> THE INPUT
- - - -
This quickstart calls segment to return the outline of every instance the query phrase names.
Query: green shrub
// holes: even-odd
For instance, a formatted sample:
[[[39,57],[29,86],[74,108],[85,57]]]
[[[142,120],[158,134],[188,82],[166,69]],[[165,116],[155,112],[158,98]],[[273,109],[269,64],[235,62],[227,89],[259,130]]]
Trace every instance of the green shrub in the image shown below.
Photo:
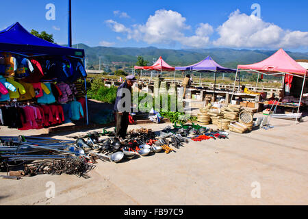
[[[101,87],[96,92],[93,92],[91,90],[90,98],[95,100],[103,101],[108,103],[114,103],[116,98],[116,90],[117,88],[114,86],[107,87]]]

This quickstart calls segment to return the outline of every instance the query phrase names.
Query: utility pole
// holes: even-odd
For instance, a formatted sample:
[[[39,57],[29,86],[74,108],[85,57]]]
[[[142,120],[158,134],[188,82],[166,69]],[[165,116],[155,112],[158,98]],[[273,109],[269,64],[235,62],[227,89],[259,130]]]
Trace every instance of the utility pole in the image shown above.
[[[68,0],[68,45],[72,47],[72,2]]]

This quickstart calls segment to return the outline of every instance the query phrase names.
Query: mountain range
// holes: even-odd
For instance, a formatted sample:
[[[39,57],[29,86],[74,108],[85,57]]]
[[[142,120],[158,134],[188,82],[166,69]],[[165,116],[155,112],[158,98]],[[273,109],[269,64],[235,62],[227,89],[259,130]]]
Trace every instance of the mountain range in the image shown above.
[[[74,48],[85,50],[87,66],[98,69],[99,60],[101,64],[110,67],[118,66],[128,68],[136,64],[138,55],[142,55],[152,65],[159,56],[173,66],[187,66],[198,62],[207,55],[218,64],[225,67],[235,68],[238,64],[248,64],[260,62],[272,55],[276,51],[233,49],[225,48],[198,49],[165,49],[153,47],[90,47],[84,44],[73,46]],[[308,60],[308,52],[286,52],[294,60]]]

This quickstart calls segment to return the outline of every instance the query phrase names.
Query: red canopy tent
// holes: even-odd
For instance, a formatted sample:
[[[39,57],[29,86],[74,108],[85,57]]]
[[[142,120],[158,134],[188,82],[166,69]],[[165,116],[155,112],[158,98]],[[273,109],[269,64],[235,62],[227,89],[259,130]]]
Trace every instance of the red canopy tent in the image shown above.
[[[239,69],[243,70],[240,70]],[[298,110],[298,112],[299,112],[303,92],[304,90],[305,80],[306,79],[306,75],[308,71],[305,68],[298,64],[296,62],[295,62],[295,60],[293,60],[289,55],[287,55],[283,49],[280,49],[275,53],[260,62],[247,65],[238,65],[238,69],[236,70],[235,79],[234,80],[233,90],[232,92],[231,99],[233,96],[236,78],[238,77],[238,73],[239,71],[250,71],[253,73],[257,73],[259,74],[266,74],[270,75],[281,75],[284,77],[285,76],[285,75],[291,75],[292,77],[296,76],[303,78],[304,79],[303,83],[302,92]]]
[[[164,60],[162,59],[162,56],[159,57],[159,58],[156,61],[155,63],[154,63],[151,66],[133,66],[134,69],[141,69],[141,70],[160,70],[160,73],[162,75],[162,72],[163,70],[175,70],[175,67],[172,67],[167,64]]]

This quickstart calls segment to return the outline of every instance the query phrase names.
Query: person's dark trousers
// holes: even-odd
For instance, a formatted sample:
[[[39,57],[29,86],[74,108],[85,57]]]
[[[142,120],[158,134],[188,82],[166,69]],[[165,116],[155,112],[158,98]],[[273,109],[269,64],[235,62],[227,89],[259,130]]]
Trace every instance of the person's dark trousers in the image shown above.
[[[124,138],[126,136],[126,131],[127,131],[127,127],[129,123],[129,113],[123,112],[123,114],[120,115],[117,112],[116,115],[116,136]]]

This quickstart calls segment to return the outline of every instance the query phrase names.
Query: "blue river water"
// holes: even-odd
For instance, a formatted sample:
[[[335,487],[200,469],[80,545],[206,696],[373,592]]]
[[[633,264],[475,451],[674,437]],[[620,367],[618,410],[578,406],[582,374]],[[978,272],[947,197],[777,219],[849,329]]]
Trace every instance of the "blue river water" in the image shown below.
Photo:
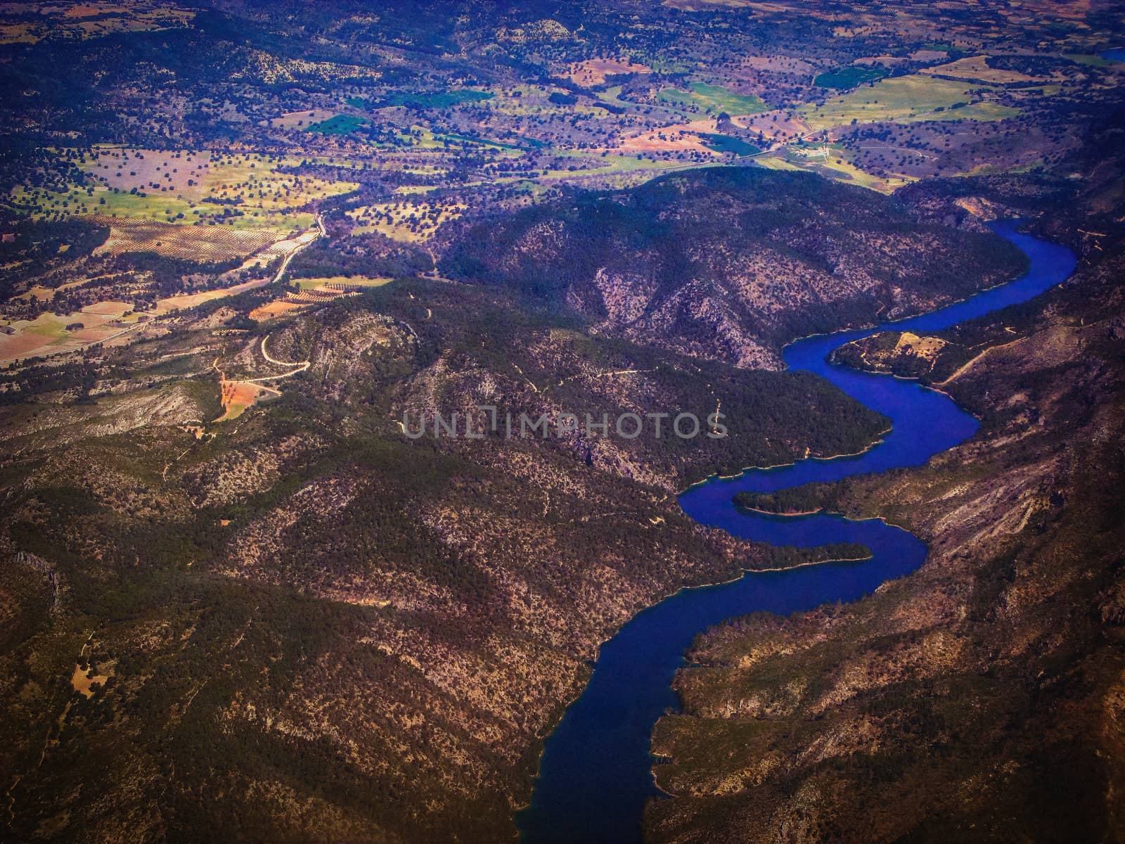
- - - -
> TO DO
Please find each line in the entries above that contains the word "river", matching case exactly, and copy those lines.

> THE OUTPUT
Query: "blue river water"
Trace every instance of the "blue river water" in the image shown below.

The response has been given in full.